DIRECTIONS
Among the entries below, find the line with "positive clicks: (463, 119)", then quote it and each following line up to and including the line with "50L467 83L455 113L413", and nothing else.

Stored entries
┌──

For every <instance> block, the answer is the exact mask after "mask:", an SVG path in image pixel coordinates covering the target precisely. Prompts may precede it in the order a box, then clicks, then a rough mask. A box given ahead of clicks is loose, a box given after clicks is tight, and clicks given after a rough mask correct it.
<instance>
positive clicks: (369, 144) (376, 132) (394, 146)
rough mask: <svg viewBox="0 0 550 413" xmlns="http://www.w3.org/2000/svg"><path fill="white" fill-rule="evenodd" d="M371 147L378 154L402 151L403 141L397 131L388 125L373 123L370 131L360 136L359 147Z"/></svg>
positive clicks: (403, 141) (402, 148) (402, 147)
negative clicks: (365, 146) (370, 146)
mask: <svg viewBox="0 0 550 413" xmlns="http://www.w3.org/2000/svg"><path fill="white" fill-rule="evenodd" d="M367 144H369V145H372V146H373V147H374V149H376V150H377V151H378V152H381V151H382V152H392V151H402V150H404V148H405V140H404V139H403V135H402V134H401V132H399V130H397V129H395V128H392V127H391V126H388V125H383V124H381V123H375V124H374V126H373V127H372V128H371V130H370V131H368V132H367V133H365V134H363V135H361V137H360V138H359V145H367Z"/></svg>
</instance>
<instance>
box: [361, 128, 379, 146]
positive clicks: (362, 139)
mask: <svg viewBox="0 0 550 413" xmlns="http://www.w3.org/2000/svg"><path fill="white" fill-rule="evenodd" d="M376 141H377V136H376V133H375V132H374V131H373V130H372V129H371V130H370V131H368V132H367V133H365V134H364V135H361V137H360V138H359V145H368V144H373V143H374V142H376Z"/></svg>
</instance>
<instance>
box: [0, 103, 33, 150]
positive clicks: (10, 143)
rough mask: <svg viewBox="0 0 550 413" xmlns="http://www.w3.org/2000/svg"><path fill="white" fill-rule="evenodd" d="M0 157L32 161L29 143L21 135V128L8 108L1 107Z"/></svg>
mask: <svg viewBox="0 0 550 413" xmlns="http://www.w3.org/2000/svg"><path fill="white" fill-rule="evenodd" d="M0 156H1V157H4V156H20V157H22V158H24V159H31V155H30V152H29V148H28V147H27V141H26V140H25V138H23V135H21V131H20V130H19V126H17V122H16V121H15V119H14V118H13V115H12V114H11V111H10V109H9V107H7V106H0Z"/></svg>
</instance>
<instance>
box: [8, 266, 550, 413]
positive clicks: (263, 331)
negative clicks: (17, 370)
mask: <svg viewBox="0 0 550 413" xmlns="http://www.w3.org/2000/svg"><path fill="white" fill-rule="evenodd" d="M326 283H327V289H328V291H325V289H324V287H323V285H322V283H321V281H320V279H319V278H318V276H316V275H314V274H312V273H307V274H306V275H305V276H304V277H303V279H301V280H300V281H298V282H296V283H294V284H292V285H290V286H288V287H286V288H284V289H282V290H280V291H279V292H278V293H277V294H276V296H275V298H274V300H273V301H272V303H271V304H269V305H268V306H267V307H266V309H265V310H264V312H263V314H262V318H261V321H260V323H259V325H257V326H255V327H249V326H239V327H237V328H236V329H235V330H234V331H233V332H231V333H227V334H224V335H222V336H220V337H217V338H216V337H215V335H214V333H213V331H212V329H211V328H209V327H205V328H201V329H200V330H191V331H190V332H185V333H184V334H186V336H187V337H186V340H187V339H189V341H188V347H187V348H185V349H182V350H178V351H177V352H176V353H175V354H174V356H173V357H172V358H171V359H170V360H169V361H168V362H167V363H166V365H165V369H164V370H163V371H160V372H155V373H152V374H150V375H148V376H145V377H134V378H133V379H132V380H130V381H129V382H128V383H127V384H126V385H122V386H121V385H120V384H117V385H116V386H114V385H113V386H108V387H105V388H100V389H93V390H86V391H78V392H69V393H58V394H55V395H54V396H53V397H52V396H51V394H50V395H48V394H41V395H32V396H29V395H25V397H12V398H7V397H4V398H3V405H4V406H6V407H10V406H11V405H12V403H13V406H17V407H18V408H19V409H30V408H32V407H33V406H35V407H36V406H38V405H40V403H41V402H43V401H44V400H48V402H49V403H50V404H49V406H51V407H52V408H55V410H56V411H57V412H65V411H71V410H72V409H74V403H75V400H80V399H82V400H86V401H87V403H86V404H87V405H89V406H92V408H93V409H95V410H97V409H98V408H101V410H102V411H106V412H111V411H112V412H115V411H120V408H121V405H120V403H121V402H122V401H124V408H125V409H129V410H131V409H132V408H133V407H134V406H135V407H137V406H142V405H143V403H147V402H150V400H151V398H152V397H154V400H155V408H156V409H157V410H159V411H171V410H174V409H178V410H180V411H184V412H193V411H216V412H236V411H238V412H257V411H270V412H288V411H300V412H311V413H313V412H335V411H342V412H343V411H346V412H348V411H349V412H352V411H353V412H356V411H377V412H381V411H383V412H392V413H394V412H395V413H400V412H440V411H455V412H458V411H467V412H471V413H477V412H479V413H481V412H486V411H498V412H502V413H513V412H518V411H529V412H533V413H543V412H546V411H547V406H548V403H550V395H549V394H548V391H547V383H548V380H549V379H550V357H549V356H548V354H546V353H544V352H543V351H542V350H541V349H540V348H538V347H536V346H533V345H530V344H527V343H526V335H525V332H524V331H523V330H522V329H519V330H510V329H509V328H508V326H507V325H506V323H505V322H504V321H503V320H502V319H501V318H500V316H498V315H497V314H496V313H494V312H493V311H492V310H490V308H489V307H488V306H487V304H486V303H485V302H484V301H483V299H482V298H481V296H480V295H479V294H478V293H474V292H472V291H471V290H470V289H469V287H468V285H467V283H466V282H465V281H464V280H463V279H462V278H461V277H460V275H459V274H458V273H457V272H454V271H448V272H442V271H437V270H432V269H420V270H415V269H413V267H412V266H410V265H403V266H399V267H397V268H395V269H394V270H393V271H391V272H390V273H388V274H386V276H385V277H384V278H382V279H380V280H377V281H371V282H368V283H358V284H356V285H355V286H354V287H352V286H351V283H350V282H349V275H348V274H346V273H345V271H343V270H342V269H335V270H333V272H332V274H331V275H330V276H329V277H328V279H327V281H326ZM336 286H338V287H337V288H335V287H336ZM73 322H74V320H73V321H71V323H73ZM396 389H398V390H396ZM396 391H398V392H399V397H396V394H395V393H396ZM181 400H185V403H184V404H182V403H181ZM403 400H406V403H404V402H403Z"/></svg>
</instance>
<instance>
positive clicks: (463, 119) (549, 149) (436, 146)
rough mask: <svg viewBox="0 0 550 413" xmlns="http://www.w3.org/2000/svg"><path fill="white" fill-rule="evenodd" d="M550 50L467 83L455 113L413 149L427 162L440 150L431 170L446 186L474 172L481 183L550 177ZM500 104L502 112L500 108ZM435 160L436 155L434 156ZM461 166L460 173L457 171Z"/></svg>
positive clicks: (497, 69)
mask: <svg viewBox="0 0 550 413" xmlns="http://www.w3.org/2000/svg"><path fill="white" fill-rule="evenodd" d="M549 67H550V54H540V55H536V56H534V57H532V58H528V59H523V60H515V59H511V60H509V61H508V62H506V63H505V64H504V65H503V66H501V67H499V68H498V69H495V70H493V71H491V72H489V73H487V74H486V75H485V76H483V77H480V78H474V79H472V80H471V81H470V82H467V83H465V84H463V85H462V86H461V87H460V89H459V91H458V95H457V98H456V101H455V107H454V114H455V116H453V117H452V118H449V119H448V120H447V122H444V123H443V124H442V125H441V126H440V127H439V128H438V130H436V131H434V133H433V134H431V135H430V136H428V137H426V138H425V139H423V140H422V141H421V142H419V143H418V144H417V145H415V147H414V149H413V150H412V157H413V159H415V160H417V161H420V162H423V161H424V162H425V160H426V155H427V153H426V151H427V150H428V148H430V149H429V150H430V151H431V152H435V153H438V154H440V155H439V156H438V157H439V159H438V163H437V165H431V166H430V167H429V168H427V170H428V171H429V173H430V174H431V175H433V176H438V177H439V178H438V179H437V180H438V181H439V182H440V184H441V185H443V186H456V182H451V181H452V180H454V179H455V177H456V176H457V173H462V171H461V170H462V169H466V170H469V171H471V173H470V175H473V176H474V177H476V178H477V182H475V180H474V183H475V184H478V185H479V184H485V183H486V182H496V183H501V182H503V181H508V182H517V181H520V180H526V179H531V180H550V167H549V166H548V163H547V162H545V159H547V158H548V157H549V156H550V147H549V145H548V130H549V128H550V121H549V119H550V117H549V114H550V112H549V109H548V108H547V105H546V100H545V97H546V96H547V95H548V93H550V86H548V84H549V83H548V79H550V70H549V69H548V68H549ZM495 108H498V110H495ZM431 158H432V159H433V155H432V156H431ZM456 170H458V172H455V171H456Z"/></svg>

└──

RESPONSE TO THE EXERCISE
positive clicks: (463, 119) (549, 149) (436, 146)
rough mask: <svg viewBox="0 0 550 413" xmlns="http://www.w3.org/2000/svg"><path fill="white" fill-rule="evenodd" d="M550 50L467 83L455 113L413 149L427 162L440 150L431 170L446 186L474 172L481 183L550 177ZM500 104L502 112L500 108ZM435 160L436 155L434 156ZM461 166L460 173L457 171Z"/></svg>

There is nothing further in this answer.